◆ Exercise task
Begin with the line holding "Where can the eyeglasses" and write out each following line to the end of the data, exactly. Pictures are left out.

___ Provided material

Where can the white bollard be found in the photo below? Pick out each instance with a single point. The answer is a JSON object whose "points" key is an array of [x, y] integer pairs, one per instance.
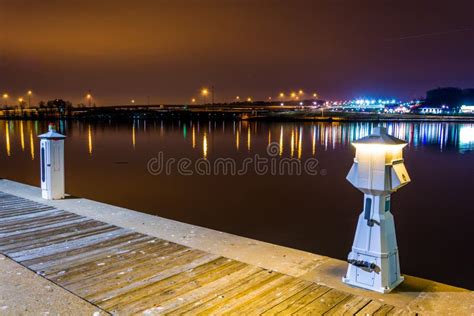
{"points": [[52, 164], [378, 170]]}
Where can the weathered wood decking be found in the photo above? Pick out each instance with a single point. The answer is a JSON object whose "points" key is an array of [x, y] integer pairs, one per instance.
{"points": [[124, 272]]}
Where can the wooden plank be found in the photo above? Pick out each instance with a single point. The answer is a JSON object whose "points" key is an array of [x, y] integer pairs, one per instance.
{"points": [[218, 288], [92, 250], [23, 233], [167, 270], [126, 272], [173, 286], [248, 281], [57, 248], [6, 214], [300, 299], [27, 219], [370, 308], [97, 253], [90, 229], [349, 306], [384, 310], [274, 297], [323, 303], [37, 222], [85, 275], [246, 295]]}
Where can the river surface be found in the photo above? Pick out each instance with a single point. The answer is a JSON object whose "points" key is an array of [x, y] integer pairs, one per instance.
{"points": [[314, 210]]}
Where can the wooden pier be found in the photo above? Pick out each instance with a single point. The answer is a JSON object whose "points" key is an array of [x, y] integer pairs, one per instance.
{"points": [[125, 272]]}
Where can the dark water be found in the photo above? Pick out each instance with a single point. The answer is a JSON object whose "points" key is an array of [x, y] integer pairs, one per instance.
{"points": [[107, 161]]}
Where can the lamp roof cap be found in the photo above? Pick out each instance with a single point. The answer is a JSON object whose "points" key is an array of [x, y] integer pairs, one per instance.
{"points": [[380, 136], [51, 134]]}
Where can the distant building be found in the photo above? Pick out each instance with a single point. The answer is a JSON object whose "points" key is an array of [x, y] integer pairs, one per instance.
{"points": [[467, 109], [430, 110]]}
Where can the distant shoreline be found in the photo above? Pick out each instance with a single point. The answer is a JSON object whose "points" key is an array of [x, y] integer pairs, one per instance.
{"points": [[274, 114]]}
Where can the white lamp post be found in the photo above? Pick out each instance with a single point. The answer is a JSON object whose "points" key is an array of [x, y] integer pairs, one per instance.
{"points": [[52, 164], [378, 171]]}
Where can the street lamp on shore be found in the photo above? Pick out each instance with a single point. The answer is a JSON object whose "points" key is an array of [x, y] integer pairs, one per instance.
{"points": [[205, 92], [89, 98], [29, 97], [5, 98]]}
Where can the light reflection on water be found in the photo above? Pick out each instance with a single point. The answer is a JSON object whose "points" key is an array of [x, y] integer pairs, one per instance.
{"points": [[322, 135]]}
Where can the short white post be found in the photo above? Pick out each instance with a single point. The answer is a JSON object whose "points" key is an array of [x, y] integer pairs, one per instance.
{"points": [[52, 164], [378, 170]]}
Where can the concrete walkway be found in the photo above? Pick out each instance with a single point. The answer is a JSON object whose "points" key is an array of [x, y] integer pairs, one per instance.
{"points": [[415, 295]]}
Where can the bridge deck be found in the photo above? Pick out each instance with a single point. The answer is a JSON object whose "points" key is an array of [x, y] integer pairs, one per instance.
{"points": [[122, 271]]}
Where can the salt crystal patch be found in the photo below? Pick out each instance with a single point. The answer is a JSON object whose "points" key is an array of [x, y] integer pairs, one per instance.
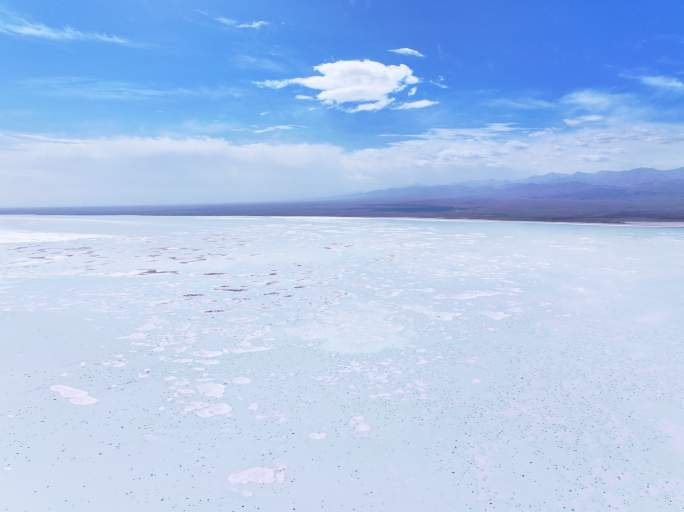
{"points": [[359, 424], [258, 475], [211, 389], [74, 395]]}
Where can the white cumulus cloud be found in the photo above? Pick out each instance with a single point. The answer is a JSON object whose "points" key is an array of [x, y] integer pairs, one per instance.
{"points": [[416, 104], [229, 22], [358, 85], [407, 51]]}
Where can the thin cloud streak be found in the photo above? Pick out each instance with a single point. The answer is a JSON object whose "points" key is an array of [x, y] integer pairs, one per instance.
{"points": [[12, 25]]}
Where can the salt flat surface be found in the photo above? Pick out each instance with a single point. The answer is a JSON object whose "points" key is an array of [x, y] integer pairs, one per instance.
{"points": [[220, 364]]}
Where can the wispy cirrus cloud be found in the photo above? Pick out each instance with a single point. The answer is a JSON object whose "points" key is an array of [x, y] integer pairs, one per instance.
{"points": [[589, 118], [520, 103], [358, 85], [127, 169], [105, 90], [662, 82], [229, 22], [16, 26], [407, 51]]}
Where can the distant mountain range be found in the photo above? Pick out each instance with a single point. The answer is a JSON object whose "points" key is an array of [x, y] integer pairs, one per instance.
{"points": [[609, 196]]}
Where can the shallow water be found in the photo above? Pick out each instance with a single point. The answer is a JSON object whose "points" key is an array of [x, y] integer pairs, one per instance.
{"points": [[207, 364]]}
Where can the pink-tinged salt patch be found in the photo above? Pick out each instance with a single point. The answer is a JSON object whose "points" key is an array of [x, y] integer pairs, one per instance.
{"points": [[204, 410], [211, 389], [23, 237], [258, 475], [359, 424], [74, 395]]}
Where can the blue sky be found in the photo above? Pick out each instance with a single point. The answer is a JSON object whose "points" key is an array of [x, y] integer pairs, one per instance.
{"points": [[213, 101]]}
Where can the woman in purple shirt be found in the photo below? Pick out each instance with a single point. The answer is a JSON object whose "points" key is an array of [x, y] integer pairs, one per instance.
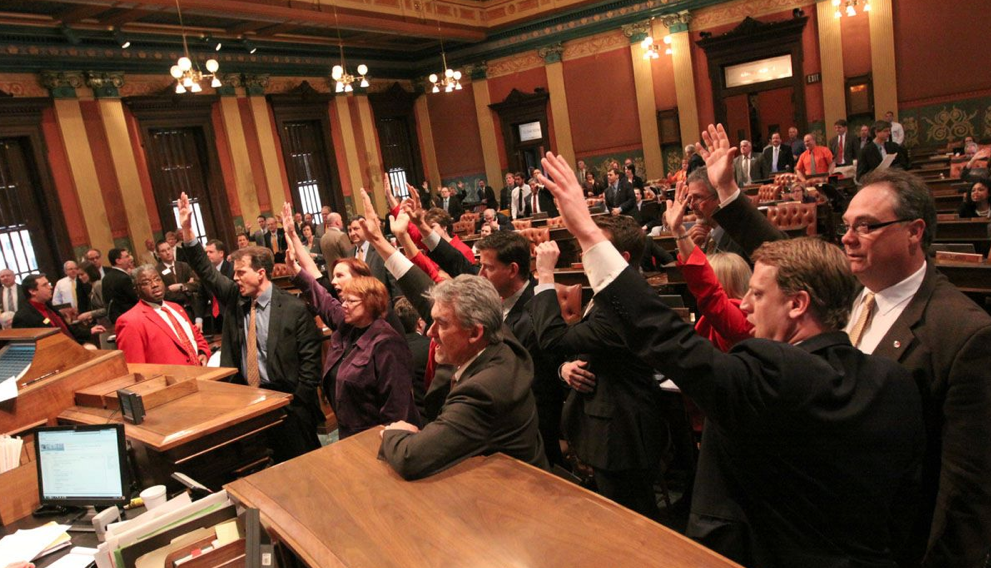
{"points": [[368, 369]]}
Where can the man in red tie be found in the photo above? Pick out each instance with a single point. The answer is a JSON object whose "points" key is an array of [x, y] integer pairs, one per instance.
{"points": [[157, 331]]}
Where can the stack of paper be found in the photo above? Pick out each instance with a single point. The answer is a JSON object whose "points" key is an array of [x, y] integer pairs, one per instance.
{"points": [[26, 545], [10, 452]]}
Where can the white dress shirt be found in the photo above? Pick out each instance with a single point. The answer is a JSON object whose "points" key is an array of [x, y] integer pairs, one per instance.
{"points": [[890, 303]]}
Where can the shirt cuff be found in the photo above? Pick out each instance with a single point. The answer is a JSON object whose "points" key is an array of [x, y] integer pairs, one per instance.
{"points": [[431, 240], [730, 199], [398, 265], [542, 288], [603, 264]]}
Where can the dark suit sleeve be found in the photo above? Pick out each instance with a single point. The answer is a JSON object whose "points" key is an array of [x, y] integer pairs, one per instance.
{"points": [[746, 225], [962, 519], [216, 283], [460, 432], [450, 259]]}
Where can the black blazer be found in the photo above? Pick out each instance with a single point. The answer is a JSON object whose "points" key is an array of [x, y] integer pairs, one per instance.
{"points": [[293, 350], [619, 425], [870, 157], [118, 293], [814, 449]]}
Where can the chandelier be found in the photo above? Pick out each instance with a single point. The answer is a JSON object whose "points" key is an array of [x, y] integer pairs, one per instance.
{"points": [[187, 78], [652, 50], [851, 7], [451, 79], [340, 72]]}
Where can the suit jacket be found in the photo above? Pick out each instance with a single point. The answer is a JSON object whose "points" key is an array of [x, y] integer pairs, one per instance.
{"points": [[619, 425], [786, 160], [757, 171], [851, 147], [454, 207], [144, 337], [623, 197], [335, 245], [490, 409], [816, 447], [293, 349], [118, 293], [938, 338], [870, 157]]}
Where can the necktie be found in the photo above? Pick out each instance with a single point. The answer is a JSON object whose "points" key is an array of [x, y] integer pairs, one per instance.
{"points": [[254, 376], [182, 337], [866, 314]]}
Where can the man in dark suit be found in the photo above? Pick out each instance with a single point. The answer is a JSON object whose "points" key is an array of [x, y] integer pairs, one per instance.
{"points": [[748, 168], [490, 407], [181, 285], [274, 239], [839, 432], [874, 153], [118, 288], [612, 418], [37, 311], [268, 336], [935, 332], [843, 147], [450, 203], [620, 199], [778, 157]]}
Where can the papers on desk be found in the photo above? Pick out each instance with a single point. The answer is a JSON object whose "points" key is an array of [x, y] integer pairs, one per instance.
{"points": [[26, 545], [10, 452]]}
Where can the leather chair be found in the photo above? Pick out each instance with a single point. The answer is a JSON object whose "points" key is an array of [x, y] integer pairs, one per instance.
{"points": [[790, 216], [570, 300]]}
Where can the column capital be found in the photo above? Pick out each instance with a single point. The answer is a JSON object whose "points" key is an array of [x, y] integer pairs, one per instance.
{"points": [[255, 85], [477, 71], [105, 84], [551, 53], [677, 22], [62, 84], [637, 31]]}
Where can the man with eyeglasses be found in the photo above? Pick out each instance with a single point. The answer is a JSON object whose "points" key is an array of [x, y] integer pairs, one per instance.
{"points": [[912, 314]]}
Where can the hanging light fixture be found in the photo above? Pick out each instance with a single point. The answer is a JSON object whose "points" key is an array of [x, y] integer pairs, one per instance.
{"points": [[850, 7], [451, 79], [339, 73], [187, 77]]}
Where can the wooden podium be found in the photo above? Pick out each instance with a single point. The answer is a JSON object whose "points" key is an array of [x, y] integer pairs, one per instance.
{"points": [[209, 430], [341, 506]]}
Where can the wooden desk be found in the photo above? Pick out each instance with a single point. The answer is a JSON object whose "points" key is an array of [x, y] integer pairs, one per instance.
{"points": [[340, 506], [212, 435]]}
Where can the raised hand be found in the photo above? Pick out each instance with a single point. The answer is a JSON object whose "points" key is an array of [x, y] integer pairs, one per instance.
{"points": [[674, 215], [288, 225], [718, 156], [563, 184]]}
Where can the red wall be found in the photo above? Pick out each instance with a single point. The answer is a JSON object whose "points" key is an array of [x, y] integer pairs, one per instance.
{"points": [[526, 82], [856, 38], [940, 49], [455, 129], [602, 102]]}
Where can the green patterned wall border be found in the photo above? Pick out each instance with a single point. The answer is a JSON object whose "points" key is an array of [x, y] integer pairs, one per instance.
{"points": [[937, 125]]}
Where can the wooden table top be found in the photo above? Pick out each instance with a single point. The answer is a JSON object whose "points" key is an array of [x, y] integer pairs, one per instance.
{"points": [[340, 506], [214, 407]]}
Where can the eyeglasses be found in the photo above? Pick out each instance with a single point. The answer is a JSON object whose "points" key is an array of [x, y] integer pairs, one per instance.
{"points": [[864, 228]]}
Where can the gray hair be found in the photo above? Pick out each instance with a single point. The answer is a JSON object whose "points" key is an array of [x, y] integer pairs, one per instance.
{"points": [[474, 301], [137, 272], [701, 175]]}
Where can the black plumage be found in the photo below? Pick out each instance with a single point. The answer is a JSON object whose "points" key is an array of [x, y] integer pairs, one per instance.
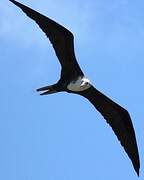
{"points": [[63, 43]]}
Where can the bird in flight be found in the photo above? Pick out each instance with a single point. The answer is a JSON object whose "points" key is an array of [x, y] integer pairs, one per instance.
{"points": [[73, 80]]}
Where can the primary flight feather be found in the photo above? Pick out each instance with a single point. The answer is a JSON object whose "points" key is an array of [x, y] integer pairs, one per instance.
{"points": [[72, 80]]}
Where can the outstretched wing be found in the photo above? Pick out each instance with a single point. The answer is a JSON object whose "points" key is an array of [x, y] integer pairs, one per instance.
{"points": [[119, 119], [61, 39]]}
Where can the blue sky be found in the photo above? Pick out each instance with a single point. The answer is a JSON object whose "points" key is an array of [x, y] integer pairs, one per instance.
{"points": [[61, 136]]}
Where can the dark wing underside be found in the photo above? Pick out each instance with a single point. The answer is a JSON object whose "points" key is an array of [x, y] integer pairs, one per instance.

______

◆ Task answer
Where can the eyeglasses be found in the photo above? Pick out each instance with a single point. The answer is a JSON object whose "points" key is an array of [x, y] integer pairs, one per instance.
{"points": [[864, 228]]}
Where can the gray hair be found in the photo above? Pick out each instance with a single point. The answer is a JSON object whose "points" key is an array of [x, y] integer pairs, one per instance.
{"points": [[474, 301], [137, 272], [701, 175]]}
Where can the black plumage be found in the photo below? Pick out each instance with a single point. The answer is a JSON object whose "points" key is an array of [x, y] integer pairs, one per instance.
{"points": [[63, 43]]}
Where can the bird in flight be found in the photo above? Pick out each instance with a single point. The answer is a JSON object whose "points" key is an array of [x, y] integer pairs, one per instance.
{"points": [[73, 80]]}
Where can the primary flight feather be found in the photo above? Pick out each instance with a single point. The answer is a JSON object whose "points" key is an array of [x, y] integer pairs, one per instance.
{"points": [[72, 80]]}
Where can the outstretched wing be found in the photo above? Pick out each instance with a single point. The answer is a JSON object whose "points" key is an array of [x, y] integer pairs, one per instance.
{"points": [[119, 119], [61, 39]]}
Where can the blue sky be found in the photo above? Pick out each instance with a single point. The answer is a JSON object whose "points" key is an array of [x, y] integer pairs, one per instance.
{"points": [[61, 136]]}
Where can the dark wing underside be found in the photo above? Pick out each instance with a single point. The answer is a JSON object whose "points" key is an array of [x, y] integer pairs, one per instance.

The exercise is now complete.